[Stored dataset items]
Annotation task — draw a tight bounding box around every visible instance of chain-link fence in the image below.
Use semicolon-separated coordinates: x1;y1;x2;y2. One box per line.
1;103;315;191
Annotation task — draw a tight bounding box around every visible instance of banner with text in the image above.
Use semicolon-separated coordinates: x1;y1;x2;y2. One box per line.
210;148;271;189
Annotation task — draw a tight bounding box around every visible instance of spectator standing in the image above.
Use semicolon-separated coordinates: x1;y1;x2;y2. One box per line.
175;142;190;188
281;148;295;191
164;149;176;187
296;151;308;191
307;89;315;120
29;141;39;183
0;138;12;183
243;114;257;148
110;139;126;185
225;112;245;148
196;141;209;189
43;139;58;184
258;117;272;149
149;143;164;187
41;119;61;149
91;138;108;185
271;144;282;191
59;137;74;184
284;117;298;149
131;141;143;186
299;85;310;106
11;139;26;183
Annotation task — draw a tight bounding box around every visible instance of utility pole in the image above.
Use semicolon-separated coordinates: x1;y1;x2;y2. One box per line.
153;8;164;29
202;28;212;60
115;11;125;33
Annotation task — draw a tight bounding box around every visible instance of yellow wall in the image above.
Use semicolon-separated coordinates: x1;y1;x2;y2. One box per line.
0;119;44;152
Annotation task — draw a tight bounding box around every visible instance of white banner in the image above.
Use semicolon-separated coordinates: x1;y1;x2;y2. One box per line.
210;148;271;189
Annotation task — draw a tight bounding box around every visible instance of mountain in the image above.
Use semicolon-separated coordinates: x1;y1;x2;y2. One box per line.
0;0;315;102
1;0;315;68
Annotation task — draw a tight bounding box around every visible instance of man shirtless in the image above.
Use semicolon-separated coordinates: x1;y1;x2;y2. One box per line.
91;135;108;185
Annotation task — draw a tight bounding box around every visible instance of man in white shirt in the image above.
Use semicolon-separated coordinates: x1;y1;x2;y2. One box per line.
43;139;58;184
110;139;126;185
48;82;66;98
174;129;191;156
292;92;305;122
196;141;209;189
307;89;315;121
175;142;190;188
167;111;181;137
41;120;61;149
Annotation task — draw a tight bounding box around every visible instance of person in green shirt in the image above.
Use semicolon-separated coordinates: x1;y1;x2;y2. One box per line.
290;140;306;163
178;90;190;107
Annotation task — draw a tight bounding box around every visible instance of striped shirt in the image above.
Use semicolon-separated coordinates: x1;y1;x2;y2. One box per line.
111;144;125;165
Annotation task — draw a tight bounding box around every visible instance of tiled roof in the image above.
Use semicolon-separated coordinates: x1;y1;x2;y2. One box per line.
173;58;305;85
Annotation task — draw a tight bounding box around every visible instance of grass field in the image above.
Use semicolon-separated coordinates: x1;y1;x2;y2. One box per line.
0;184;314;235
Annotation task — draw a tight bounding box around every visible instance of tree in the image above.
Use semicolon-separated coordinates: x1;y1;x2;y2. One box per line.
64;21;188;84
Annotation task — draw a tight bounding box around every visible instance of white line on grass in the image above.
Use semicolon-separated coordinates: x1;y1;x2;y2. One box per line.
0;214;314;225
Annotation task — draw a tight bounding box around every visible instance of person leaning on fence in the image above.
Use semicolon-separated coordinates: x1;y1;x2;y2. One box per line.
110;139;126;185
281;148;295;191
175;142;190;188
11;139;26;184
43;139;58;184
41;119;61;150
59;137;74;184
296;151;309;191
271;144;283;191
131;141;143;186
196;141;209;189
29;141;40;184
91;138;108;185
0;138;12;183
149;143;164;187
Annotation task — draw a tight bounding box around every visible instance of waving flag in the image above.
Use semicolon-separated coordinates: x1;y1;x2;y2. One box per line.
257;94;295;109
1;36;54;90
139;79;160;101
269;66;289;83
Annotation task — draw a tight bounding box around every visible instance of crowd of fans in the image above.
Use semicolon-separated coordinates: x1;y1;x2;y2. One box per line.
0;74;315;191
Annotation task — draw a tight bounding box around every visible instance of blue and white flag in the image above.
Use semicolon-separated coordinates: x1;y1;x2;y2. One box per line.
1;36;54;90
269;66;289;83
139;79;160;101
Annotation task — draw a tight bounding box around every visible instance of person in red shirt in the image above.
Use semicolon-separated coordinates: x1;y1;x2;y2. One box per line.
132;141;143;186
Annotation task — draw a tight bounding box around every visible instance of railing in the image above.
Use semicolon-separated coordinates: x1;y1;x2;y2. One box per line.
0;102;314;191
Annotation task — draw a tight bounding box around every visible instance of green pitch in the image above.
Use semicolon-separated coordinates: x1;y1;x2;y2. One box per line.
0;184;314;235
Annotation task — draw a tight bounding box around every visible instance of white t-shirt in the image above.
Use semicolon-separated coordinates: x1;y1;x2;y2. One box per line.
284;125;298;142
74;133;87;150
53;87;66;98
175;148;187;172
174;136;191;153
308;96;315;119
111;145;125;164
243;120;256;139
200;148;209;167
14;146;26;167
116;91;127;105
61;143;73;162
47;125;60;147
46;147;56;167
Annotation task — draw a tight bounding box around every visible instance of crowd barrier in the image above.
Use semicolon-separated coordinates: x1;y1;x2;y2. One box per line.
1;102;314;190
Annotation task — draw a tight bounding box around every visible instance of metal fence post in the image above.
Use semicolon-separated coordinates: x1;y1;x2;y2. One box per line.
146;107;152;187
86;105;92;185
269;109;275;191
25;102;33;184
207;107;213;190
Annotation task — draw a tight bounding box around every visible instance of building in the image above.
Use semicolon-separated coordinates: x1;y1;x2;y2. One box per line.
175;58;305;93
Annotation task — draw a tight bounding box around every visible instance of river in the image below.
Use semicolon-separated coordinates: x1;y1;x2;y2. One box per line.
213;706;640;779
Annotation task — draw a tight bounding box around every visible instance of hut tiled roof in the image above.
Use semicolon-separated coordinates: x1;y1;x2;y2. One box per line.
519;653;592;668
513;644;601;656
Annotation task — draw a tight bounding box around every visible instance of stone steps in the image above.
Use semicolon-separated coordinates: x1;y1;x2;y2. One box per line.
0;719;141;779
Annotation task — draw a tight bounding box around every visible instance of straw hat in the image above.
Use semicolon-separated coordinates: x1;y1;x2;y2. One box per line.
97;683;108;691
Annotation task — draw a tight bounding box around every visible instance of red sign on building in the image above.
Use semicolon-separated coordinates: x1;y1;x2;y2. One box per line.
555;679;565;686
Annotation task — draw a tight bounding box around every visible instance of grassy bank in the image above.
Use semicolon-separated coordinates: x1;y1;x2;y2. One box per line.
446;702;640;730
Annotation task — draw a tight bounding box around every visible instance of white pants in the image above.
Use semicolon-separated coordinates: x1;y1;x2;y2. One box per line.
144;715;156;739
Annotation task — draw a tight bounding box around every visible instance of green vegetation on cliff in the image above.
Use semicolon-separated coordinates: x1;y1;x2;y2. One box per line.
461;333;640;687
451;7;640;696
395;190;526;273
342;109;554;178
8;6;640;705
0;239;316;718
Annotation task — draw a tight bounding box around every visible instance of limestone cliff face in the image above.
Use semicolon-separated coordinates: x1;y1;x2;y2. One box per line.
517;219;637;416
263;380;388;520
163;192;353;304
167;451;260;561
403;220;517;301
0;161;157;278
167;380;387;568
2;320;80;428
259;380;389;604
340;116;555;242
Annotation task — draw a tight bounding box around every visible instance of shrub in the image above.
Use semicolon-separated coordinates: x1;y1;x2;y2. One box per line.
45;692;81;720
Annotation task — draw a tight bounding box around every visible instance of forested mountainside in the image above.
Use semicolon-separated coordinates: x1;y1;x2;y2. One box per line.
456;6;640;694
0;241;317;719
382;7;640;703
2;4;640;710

TASK STATEMENT: For this exercise, give the entries above again with no difference at all.

ANSWER BOX:
Annotation task — draw a tight bounding box around every visible instance of chain-link fence in the image below.
Use semicolon-separated coordinates: x1;y1;x2;y2. One box per line.
1;103;315;191
Annotation task — draw a tight bounding box around every visible instance of banner with text in the image above.
Use semicolon-separated coordinates: x1;y1;x2;y2. One box per line.
210;148;271;189
Annotation task — draw a tight bounding box around every visible instance of spectator standing in the image above.
Use semicolon-separated coordinates: x1;y1;x2;y2. One box per line.
175;142;190;188
281;148;295;191
164;149;176;187
296;151;308;191
307;89;315;120
29;141;39;183
0;138;12;183
243;114;257;148
110;139;126;185
225;112;245;148
196;141;209;189
43;139;58;184
258;117;272;149
149;143;164;187
41;119;61;149
91;138;108;185
271;144;282;191
59;137;74;184
284;117;298;149
131;141;143;186
299;85;310;106
11;139;26;183
Annotation task — draw a tight bounding box around every visible instance of utility pole in the image above.
Use semicolon-separated coordinates: x1;y1;x2;y2. One box per line.
153;8;164;29
202;28;212;60
115;11;125;33
Annotation task — draw a tight bounding box around every visible instance of yellow wall in the image above.
Use semicolon-separated coordinates: x1;y1;x2;y2. One box per line.
0;119;44;152
Annotation task — draw a tight bounding box around every visible instance of white banner in the image above.
Use semicolon-separated coordinates: x1;y1;x2;y2. One box per line.
210;148;271;189
Annotation task — draw a tight bounding box around every visible instance of mountain in the image above.
Use semicolon-separated coordinates: x1;y1;x2;y2. One box per line.
0;0;315;102
1;0;315;68
Annotation task — draw a tight bounding box around every visible instance of man shirtless in the image above.
Use semicolon-separated coordinates: x1;y1;x2;y2. One box per line.
91;135;108;185
Annotation task — draw a tight bounding box around every visible instance of man in white shirt in the image above.
Use semicolon-separated coordinates: x1;y1;x2;y2. One box per line.
43;139;58;184
110;139;126;185
48;82;66;98
174;129;191;156
292;92;305;122
196;141;209;189
307;89;315;121
175;142;190;188
167;111;181;137
41;120;61;149
Annotation task — draw a tight bounding box around every visible instance of person in green shirt in the image above.
Use semicolon-separated coordinates: x1;y1;x2;y2. One box per line.
290;140;306;163
178;90;190;107
Annotation task — draw a tight bounding box around every visible instance of striped shirt in the image above.
Use semicolon-separated coordinates: x1;y1;x2;y2. One box per line.
111;144;125;165
Annotation task — draw a tight bounding box around every visible instance of tiled roof in the image above.
Use semicolon-separated coordinates: x1;y1;x2;y2. One box per line.
173;58;305;85
Annotation task — draw a tight bounding box around every visible instance of grass field in the image above.
Use semicolon-separated coordinates: x1;y1;x2;y2. One box per line.
0;184;314;235
Annotation task — draw a tight bounding box around every visible instance of tree in the image above.
Use semicolon-separated coordinates: x1;y1;x2;y2. One box per line.
64;21;188;84
Annotation task — draw a tight bounding box around every visible instance of white line on grass in the image above.
Use semicolon-separated coordinates: x1;y1;x2;y2. One box per line.
0;214;314;225
Annotation task — draw a tight bounding box around every visible instance of person leaning on fence in the image above.
Use semicolon-separated coordinates: x1;y1;x2;y2. One box per line.
110;139;126;185
281;148;295;191
175;142;190;188
11;139;26;184
43;139;58;184
41;119;61;150
59;137;74;184
296;151;309;191
271;144;283;191
131;141;143;186
196;141;209;189
29;141;40;184
91;138;108;185
0;138;12;183
149;143;164;187
Annotation task — draw a tight bounding box around every visible instance of waving flag in the image above.
Use semicolon-separated coordinates: x1;y1;x2;y2. One box per line.
257;94;295;109
1;36;54;90
139;79;160;101
269;66;289;83
Annotation task — draw a tight bounding box around every visible instance of crowd of fans in the image above.
Use semicolon-separated coordinates: x1;y1;x2;y2. One box per line.
0;74;315;191
Annotation task — draw a tight bounding box around every visible instance of blue and white flag in the image above.
Use semicolon-separated coordinates: x1;y1;x2;y2. One box per line.
1;36;54;90
269;66;289;83
139;79;160;101
Annotation task — draw a tight bounding box around every visible instance of person in red shirt in the image above.
Use semicolon-separated coordinates: x1;y1;x2;y2. One box per line.
132;141;143;186
Annotation task — draw a tight bounding box around every visible instance of railing in the image above.
Use semicolon-separated coordinates: x1;y1;x2;y2. One box per line.
0;102;314;191
Annotation task — draw a tight bounding box around every visible instance of green pitch in the image above.
Use semicolon-separated coordinates: x1;y1;x2;y2. One box per line.
0;184;314;235
Annotation task — draw a tight bounding box around every visible instance of white t-shirt in the image above.
Use semicolon-separated coordinates: x1;y1;x2;y2. One box per line.
284;125;298;142
74;133;87;150
53;87;66;98
175;148;187;172
174;136;191;153
308;96;315;119
111;145;125;164
243;120;256;139
200;148;209;167
14;146;26;167
116;91;127;105
61;143;73;162
47;125;60;147
46;147;56;167
Annotation task — draw a tight bounding box around every visible instance of crowd barrier in the image above.
Use semicolon-separated coordinates: x1;y1;x2;y2. One box per line.
1;102;314;190
Annotation task — draw a tight bounding box around every visible instance of metal fence post in the image above.
Use semicolon-separated coordinates: x1;y1;x2;y2. One box per line.
146;107;152;187
86;105;92;185
269;109;275;191
25;102;33;184
207;107;213;190
Annotation task — draw a tight bounding box around every visible instance of building in the image above.
Use semicolon-separated coordinates: x1;y1;x2;y2. One box per line.
175;58;305;93
Annotation task — draw a tight bounding box around every visible instance of river in the image below.
Use semicolon-separated coordinates: x1;y1;x2;y2. One box per line.
213;706;640;779
Annotation task — draw a tight bounding box around every visible instance of hut tiled roof in the image above.
Use semicolon-separated coordinates: x1;y1;x2;y2. One box per line.
519;653;592;668
513;644;601;656
Annotation task — draw a tight bounding box around every visible instance of stone steps in the image above.
Use semicolon-separated coordinates: x1;y1;x2;y2. One box per line.
0;719;141;779
Annotation task — draw a tight bounding box around every visible instance of straw hat in the image above.
Use semicolon-separated coordinates: x1;y1;x2;y2. One box per line.
97;683;108;691
Annotation task — draw a tight bounding box around every visible instance of red sign on building in the image above.
Use semicolon-separated coordinates: x1;y1;x2;y2. One box per line.
555;679;565;686
Annotation task — draw a tight bounding box around every visible instance of grassy bank in the image above.
Use semicolon-separated coordinates: x1;y1;x2;y2. One box per line.
446;702;640;730
Annotation task — draw a tight bounding box around every visible instance of white pants in the image above.
Use semicolon-separated coordinates: x1;y1;x2;y2. One box per line.
144;715;156;739
Annotation task — draw a tight bounding box around every visible instance of green vegetation on cliff in the image above.
Use semicolon-separated coordinates: x1;y1;x2;y2. One box per line.
461;333;640;687
451;7;640;696
395;190;526;273
342;109;554;178
8;6;640;705
0;239;316;718
Annotation task — draw a tight bounding box around every visible instance of limestone cliff face in the image above.
Use semicolon-separated coordinates: x1;y1;x2;y2. One box per line.
517;219;637;416
263;380;388;520
163;192;353;304
167;451;260;561
403;220;517;301
0;161;157;278
167;380;387;568
2;320;80;428
259;380;389;604
340;116;555;242
Annotation task — draw a tight bounding box around every visible instance of shrub in the image above.
Use semicolon-separated coordinates: x1;y1;x2;y2. One box per line.
45;692;81;720
Annotation task — draw a tight bounding box around every visible instance of forested mountainside in the image above.
Use semicolon-separated coordinates: x1;y1;x2;y2. One box per line.
456;6;640;694
0;241;317;719
382;7;640;703
2;4;640;710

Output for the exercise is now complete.